- _BRIEF_: Below are the entries; return exactly the line with "Can you spot the white building" and every later line, without anything else.

------ SUPPLIED DATA ------

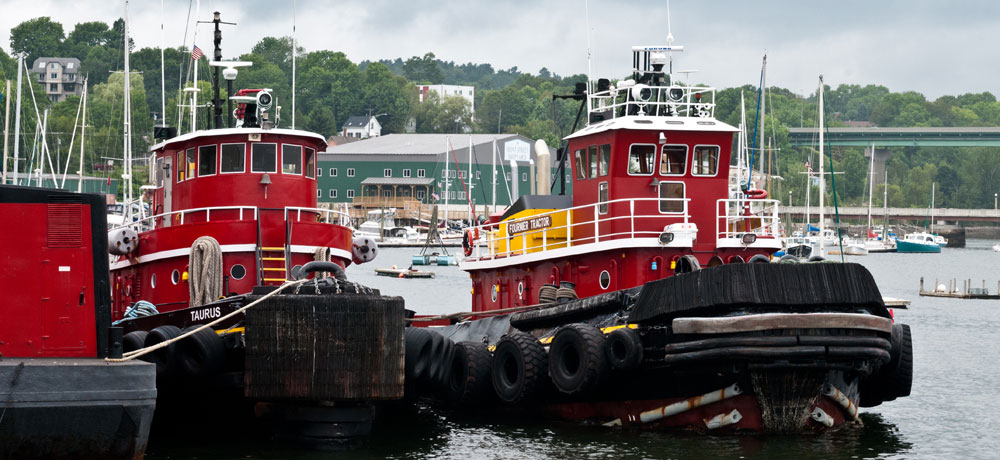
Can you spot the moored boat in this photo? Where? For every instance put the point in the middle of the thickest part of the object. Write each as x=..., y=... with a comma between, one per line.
x=647, y=298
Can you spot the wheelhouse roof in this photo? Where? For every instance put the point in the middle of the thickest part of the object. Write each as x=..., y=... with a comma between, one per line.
x=232, y=131
x=657, y=123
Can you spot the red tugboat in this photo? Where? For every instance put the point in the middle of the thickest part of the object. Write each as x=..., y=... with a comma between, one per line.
x=648, y=297
x=234, y=215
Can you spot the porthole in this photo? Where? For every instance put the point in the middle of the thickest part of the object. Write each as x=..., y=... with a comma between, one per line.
x=605, y=279
x=237, y=272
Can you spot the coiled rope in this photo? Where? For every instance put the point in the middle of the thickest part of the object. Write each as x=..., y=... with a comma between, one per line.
x=143, y=351
x=205, y=265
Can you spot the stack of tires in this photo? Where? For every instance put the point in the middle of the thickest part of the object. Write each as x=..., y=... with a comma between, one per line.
x=579, y=359
x=196, y=357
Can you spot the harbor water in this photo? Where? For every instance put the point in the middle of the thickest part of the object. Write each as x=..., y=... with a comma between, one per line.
x=953, y=412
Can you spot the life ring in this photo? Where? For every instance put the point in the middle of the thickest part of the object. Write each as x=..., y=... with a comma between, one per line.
x=576, y=359
x=519, y=364
x=468, y=238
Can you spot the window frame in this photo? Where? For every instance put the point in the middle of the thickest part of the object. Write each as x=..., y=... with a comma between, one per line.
x=275, y=170
x=301, y=160
x=628, y=166
x=663, y=148
x=660, y=199
x=718, y=153
x=222, y=147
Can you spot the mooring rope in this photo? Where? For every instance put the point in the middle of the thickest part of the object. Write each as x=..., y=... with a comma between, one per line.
x=143, y=351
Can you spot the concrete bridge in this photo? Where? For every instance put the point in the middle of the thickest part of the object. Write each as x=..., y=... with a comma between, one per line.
x=861, y=212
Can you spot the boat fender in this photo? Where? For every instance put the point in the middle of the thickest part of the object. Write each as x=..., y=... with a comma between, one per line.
x=133, y=341
x=469, y=382
x=319, y=266
x=519, y=365
x=202, y=354
x=623, y=349
x=122, y=241
x=686, y=264
x=469, y=239
x=577, y=362
x=363, y=249
x=164, y=358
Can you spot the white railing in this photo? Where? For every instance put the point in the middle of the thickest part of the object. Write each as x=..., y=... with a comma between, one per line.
x=324, y=215
x=737, y=217
x=149, y=223
x=644, y=100
x=613, y=224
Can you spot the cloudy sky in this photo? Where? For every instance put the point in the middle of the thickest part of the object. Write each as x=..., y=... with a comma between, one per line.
x=934, y=47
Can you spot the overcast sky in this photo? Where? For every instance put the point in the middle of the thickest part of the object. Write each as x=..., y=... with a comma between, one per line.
x=934, y=47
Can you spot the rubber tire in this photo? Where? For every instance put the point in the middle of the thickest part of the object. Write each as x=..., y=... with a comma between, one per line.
x=470, y=375
x=164, y=358
x=577, y=361
x=133, y=341
x=623, y=349
x=519, y=365
x=895, y=378
x=202, y=354
x=418, y=342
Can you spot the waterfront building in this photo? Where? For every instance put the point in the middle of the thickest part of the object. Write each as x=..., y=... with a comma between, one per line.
x=58, y=76
x=408, y=170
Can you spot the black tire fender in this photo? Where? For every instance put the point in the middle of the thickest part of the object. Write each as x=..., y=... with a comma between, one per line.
x=519, y=366
x=470, y=374
x=202, y=354
x=623, y=349
x=133, y=341
x=577, y=362
x=164, y=358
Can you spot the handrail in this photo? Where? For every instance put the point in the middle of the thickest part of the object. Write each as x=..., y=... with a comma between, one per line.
x=342, y=217
x=148, y=223
x=490, y=231
x=659, y=102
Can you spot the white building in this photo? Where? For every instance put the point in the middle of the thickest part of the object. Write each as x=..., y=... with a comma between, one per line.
x=361, y=128
x=467, y=92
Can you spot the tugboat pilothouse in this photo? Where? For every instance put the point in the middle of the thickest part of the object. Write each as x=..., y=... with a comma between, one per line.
x=648, y=297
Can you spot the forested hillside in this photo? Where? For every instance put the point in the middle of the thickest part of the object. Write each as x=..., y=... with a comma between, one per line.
x=330, y=88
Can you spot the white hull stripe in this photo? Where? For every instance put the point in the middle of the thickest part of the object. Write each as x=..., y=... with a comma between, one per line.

------

- _SOLUTION_:
Can you spot the white building in this photo? Where? For every instance put the point in the middle of the thickest part of the object. Write each as x=..., y=... with a comma between, one per line.
x=361, y=128
x=467, y=92
Can you spot the tugboat pilothouse in this photo? Where? For every instance put the point in the middle of the thickest part of the object. Write each as x=..., y=... with a comma between, one per line.
x=648, y=297
Can you spot the forested hillside in this photo? Where? For every instance put the point in the middle of the thickest part of the object. Write each as x=..., y=... with a comma between, one per line.
x=330, y=88
Can you spot the white hull stripe in this photo? Where? For every instance put the point in the middle of the thickest part of the object. Write each as x=..., y=... with a comma between, one per line.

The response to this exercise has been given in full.